* Task prompt *
Starting at the first line of the material below and ending after the line that contains "point(353, 7)", write out those lines as a numbered list, skipping any blank lines.

Records taken from a collection:
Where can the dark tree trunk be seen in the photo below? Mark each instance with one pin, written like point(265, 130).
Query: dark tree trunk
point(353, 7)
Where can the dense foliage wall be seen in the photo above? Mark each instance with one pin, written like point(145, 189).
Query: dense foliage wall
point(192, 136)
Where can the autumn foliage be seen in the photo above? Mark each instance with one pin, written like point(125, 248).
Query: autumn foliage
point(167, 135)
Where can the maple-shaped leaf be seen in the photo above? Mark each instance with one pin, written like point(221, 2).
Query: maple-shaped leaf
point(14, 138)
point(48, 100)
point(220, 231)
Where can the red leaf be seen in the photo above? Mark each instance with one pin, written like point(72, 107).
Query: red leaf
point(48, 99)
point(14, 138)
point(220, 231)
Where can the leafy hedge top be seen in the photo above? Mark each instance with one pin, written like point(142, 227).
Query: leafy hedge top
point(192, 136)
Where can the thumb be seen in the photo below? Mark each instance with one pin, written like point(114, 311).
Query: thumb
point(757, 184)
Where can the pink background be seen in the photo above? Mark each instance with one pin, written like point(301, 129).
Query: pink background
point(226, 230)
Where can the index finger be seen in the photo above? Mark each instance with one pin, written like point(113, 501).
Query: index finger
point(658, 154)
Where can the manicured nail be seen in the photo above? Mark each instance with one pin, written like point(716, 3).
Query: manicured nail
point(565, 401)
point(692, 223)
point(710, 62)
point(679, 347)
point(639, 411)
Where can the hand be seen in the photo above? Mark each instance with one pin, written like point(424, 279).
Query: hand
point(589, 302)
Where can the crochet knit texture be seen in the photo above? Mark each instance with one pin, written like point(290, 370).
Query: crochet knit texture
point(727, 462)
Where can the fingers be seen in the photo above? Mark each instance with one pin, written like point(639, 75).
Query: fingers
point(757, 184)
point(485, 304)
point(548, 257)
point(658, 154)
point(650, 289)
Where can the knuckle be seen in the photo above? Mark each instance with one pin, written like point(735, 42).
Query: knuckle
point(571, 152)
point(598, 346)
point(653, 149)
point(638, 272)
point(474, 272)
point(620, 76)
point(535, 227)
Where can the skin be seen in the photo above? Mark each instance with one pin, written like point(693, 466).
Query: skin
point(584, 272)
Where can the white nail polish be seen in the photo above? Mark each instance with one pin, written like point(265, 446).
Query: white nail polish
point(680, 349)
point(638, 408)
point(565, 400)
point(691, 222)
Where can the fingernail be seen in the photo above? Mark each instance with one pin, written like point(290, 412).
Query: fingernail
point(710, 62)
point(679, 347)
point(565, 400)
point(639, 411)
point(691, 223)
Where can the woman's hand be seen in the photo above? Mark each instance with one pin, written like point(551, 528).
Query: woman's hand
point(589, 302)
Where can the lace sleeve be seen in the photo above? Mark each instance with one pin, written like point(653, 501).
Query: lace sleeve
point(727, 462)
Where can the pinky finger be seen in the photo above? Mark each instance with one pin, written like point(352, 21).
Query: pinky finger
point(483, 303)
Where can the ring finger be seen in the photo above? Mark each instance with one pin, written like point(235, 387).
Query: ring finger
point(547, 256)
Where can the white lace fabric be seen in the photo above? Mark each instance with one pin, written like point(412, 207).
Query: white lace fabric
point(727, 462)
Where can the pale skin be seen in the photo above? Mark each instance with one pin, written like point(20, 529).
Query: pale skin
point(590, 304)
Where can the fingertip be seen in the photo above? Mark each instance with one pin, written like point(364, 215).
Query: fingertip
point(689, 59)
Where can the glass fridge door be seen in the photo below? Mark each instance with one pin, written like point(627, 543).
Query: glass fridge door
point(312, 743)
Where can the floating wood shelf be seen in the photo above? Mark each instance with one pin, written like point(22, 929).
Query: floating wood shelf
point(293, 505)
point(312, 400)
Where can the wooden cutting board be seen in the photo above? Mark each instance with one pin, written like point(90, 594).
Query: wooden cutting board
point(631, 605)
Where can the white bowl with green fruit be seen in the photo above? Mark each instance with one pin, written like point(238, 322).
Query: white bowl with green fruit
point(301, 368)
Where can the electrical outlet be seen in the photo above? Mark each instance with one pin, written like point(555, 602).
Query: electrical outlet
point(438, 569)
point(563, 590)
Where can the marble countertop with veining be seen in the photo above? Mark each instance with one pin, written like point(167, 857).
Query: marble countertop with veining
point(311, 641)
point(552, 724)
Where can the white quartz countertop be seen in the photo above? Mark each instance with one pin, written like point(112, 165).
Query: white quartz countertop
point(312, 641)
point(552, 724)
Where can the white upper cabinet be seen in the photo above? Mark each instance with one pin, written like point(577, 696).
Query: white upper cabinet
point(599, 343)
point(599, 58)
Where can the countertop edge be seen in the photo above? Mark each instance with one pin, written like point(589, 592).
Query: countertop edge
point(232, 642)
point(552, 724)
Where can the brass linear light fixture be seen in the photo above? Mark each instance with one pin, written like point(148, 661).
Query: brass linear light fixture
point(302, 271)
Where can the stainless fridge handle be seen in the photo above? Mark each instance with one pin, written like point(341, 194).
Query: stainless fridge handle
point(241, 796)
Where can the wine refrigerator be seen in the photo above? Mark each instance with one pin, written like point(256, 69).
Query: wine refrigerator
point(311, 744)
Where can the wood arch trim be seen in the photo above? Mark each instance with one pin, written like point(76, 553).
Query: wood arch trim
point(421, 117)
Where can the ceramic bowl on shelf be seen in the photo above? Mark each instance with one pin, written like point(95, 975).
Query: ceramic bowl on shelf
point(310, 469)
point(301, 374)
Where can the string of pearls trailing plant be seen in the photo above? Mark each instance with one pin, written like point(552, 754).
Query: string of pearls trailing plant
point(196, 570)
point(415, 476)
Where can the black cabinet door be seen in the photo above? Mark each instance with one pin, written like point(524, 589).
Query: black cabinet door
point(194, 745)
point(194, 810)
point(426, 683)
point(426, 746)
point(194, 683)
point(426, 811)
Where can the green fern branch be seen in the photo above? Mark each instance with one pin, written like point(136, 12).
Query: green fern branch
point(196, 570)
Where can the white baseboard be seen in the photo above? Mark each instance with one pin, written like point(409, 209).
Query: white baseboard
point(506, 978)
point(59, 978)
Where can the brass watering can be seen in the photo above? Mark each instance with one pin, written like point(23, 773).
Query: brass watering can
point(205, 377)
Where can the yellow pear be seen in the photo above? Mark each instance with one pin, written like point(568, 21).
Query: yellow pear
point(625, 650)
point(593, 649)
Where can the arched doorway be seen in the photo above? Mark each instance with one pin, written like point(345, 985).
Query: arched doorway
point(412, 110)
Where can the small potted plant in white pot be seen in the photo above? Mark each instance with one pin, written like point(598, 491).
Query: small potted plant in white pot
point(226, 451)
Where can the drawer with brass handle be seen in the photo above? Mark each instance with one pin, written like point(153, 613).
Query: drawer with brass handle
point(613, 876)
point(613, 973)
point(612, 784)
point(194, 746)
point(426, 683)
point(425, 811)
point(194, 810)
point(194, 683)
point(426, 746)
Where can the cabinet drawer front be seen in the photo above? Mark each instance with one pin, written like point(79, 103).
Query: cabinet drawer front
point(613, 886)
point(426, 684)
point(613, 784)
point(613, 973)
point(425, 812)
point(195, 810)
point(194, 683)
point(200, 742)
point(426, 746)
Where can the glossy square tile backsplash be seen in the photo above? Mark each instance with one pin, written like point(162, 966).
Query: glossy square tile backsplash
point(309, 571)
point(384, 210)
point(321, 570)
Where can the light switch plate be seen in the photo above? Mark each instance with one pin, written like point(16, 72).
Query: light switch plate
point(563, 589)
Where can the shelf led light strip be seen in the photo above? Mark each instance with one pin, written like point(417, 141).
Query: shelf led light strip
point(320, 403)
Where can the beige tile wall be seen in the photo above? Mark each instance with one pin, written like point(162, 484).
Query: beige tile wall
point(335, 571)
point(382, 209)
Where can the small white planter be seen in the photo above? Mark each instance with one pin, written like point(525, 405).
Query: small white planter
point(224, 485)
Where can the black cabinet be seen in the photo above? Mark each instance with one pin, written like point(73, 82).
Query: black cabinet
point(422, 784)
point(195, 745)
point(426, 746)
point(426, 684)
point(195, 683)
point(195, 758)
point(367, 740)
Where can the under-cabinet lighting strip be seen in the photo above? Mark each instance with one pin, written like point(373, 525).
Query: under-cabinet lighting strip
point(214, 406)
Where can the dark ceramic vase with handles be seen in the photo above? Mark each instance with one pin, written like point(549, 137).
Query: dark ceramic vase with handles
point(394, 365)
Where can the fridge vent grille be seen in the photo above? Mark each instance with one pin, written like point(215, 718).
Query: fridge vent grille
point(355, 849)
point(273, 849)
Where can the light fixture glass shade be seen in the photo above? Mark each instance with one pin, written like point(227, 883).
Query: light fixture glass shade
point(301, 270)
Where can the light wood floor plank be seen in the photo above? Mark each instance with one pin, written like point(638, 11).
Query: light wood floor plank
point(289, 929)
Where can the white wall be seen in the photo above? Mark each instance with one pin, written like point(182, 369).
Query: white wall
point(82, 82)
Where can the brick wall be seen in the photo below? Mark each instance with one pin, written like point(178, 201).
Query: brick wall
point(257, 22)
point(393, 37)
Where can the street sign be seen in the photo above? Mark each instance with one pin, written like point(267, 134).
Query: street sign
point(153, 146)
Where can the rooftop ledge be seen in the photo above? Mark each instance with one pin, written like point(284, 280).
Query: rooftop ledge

* Final answer *
1. Where can the dark tree trunk be seen in the photo below? Mark each instance with one pin, written like point(265, 130).
2. Query: dark tree trunk
3. point(353, 7)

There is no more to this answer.